## start Text section

Notebooks: part 1, exploring Jupyter
During lockdown I’ve heard a lot about Notebooks. The idea is to have a single
page containing some pieces of code, their output, and some related text/images.
I don’t think I’m alone in having scraps of PowerShell and associated results / notes in OneNote, in emails,
and in PS1 files with large comment blocks, or even deep in my command history. Compound documents that can run code in-situ would be neater.
And running commands that you’d run at the prompt and capturing the results with some notes looks like a useful way to put togeteher training materials for
command line tools like git
.
All blocks of code in the same notebook run in the same environment to allow each to access results from the others. So any notebook implementation must process and display the compound document and manage an execution environment which persists until the notebook is closed. There are multiple ways to do this; Jupyter is probably the leading one which is where I stated. Jupyter also defines the most widely used file format, .ipynb which is a JSON file under the covers. I’m used to the OneNote usage of “Notebook” for something with many pages, grouped into sections. Each Jupyter notebook is a single page, so multi-page creations would need directories and subdirectories.

## end Text section

**Requirement A:**
Translate this sentence from the Jupyter notebooks text into Spanish: "Each Jupyter notebook is a single page, so multi-page creations would need directories and subdirectories."
**Requirement B:**
Carry on with the text on Jupyter notebooks, picking up right after its final sentence.
The listing after the text is not needed.

## start Dataset excerpts

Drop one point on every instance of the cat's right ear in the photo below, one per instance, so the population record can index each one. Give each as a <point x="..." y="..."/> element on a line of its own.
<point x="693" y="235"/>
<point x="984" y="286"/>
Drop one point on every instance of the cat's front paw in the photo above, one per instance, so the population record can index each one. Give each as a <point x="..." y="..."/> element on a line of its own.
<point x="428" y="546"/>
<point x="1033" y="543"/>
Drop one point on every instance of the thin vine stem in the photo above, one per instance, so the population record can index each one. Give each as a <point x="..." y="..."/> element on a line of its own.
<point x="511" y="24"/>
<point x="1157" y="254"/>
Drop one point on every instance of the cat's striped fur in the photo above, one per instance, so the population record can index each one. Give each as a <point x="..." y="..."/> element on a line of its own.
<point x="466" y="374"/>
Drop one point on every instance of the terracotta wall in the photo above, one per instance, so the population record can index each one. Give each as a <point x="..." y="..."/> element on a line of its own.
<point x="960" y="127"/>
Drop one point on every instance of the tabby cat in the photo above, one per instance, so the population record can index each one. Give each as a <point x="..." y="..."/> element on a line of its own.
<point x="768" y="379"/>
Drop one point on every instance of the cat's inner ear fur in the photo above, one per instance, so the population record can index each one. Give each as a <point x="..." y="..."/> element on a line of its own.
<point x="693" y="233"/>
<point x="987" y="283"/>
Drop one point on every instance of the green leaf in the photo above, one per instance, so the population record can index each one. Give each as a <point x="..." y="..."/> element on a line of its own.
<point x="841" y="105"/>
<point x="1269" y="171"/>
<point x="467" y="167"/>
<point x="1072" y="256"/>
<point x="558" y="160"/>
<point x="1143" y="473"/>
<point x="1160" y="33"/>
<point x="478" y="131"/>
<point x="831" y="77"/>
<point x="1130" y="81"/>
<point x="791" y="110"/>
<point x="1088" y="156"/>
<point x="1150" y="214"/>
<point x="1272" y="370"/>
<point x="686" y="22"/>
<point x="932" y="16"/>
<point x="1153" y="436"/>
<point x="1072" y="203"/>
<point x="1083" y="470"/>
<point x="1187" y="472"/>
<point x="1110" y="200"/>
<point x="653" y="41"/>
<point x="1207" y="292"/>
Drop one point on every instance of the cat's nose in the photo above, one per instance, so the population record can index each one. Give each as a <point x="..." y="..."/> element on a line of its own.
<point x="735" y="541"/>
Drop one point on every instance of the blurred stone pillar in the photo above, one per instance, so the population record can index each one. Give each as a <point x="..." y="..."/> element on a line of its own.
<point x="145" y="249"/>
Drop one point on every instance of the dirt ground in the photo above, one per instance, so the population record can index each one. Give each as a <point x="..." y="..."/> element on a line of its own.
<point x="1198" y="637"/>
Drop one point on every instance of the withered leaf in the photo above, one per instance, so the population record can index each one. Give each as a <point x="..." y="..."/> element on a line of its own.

## end Dataset excerpts

**Exercise result A:**
Cada cuaderno de Jupyter es una sola página, por lo que las creaciones de varias páginas necesitarían directorios y subdirectorios.

**Exercise result B:**
Jupyter began as Interactive Python (hence the I Py part of the file name) and
Wikipedia explains the name is
a reference to its core languages (Julia, Python and R). It allows additional
language Kernels to be added and .NET languages (C#, F#, and PowerShell) are
available in an add-on Kernel.
It takes two software installations (one for Jupyter and one for .NET) and
two command lines to make it everything work
-
Step 1 Go to https://dotnet.microsoft.com/download, under .NET Core 3.1 click Download .NET Core SDK,** then Install the package, all the defaults are fine.
-
Step 2 You need a version of Python with Jupyter support. The simplest way to get it is to go to https://www.anaconda.com/products/individual, click download; I chose Windows\64Bit GUI Installer. Like the .NET SDK, it’s fine to install Anaconda with the all the defaults, but I did select install for all users. There are other slimmer installs which will get you to the same point – if you have time but are very short on space, you can explore those.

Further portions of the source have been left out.